> [SELECTED PASSAGE]:

3 of This Week’s Biggest Surprises in Tech: Apple Inc. (AAPL), Texas Instruments Incorporated (TXN), and More

Say what you want about the tech sector, but it’s never boring. Any given week will keep tech investors flooded with product announcements, earnings surprises, and crazy strategy shifts that absolutely nobody saw coming.

These are three of the most shocking pieces of tech news this week.

Apple Inc. (NASDAQ:AAPL)1. iPrefs
Apple Inc. (NASDAQ:AAPL)
is sitting on a $137 billion pile of cash, and plenty of outsiders want to give the company some helpful advice on what to do with it. Hedge fund Greenlight Capital’s David Einhorn goes the extra mile.

Einhorn recently filed a federal lawsuit to stop Apple Inc. (NASDAQ:AAPL) from making it harder to issue preferred stock. This week, he held a press conference (!) to explain why this is a good idea. Not only that, but he also came up with a catchy new name for a pretty basic financial instrument.

His so-called iPrefs would be bite-sized preferred share companions to regular Apple Inc. (NASDAQ:AAPL) shares. They’d trade close to their $50 face value on the open market and would be tied to a perpetual 4% dividend yield.

This way, Apple investors could choose to buy regular shares for capital appreciation or iPrefs for a meaty yield. Income investors don’t have to compromise their investments with share-price concerns, growth and value traders wouldn’t worry about a static and largely separate dividend-focused issue, and Apple Inc. (NASDAQ:AAPL) gets to offer bond-like investment vehicles that are actually equities, not debt. Everybody wins, and Einhorn expects the plan to boost Apple’s total value by $150 per common share.

The lawsuit looks like a smokescreen, more of a spotlight grabber than an actual business move. That iPrefs moniker only underscores just how media-friendly Einhorn is trying to be. That said, Einhorn had his day in court and shareholders won’t get to vote on Apple Inc. (NASDAQ:AAPL)’s blank-check preferred-stock policy this time.

I don’t expect Apple to adopt Einhorn’s iPrefs, but the media fireworks are pretty entertaining. Coining new terms for familiar concepts keeps English alive! Feel free to keep pushing Cupertino, Mr. Einhorn.

2. Hewlett-Packard Company (NYSE:HPQ) soars
Shares of computing veteran Hewlett-Packard soared to the tune of 16% on Friday thanks to a surprisingly strong earnings report. Color me shocked.

HP met Wall Street’s revenue targets and crushed earnings estimates. Mind you, the bar was set pretty low. Sales fell 6% year over year, and only the oft-forgotten financial-services arm delivered any growth at all. Earnings also shrank 11% despite CEO Meg Whitman’s best efforts at cost controls and synergy hunting.

> [MATERIAL SUPPLIED]:
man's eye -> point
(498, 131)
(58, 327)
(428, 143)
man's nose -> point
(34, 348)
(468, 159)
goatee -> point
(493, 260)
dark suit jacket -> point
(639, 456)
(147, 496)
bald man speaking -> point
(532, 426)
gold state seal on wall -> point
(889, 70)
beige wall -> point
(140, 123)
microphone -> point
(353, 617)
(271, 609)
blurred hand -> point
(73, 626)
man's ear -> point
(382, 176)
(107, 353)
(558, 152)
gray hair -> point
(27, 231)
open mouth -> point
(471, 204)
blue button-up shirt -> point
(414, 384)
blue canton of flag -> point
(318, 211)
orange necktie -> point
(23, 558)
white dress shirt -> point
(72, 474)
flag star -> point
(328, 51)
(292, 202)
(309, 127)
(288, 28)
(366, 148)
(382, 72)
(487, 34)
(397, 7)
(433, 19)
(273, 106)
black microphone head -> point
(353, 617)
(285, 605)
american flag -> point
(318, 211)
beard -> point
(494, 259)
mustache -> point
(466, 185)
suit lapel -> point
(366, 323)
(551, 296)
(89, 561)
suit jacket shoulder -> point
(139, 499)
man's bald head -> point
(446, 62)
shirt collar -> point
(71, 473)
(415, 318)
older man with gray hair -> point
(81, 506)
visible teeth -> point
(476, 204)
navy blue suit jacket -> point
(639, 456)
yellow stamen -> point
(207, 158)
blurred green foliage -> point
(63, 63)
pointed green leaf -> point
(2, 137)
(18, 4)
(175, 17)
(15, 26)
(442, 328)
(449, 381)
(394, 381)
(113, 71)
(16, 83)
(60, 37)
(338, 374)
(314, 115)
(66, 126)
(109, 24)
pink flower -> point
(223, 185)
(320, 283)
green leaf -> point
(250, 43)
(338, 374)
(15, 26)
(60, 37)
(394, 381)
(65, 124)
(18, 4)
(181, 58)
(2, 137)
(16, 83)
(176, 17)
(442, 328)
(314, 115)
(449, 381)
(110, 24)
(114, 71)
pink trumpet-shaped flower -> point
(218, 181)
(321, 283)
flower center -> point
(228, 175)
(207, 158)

> [GIVEN INSTRUCTION]:
Decide whether each statement agrees with the article on this week's tech surprises, answering yes or no and quoting the words of the article that settle it: (a) Apple holds $137 billion in cash. (b) The proposed iPrefs would carry a perpetual 5% dividend yield. (c) Hewlett-Packard's sales grew year over year. The entries are separate material, unrelated to the article on this week's tech surprises.

> [EXERCISE RESPONSE]:
(a) Yes: "is sitting on a $137 billion pile of cash"
(b) No: "would be tied to a perpetual 4% dividend yield"
(c) No: "Sales fell 6% year over year"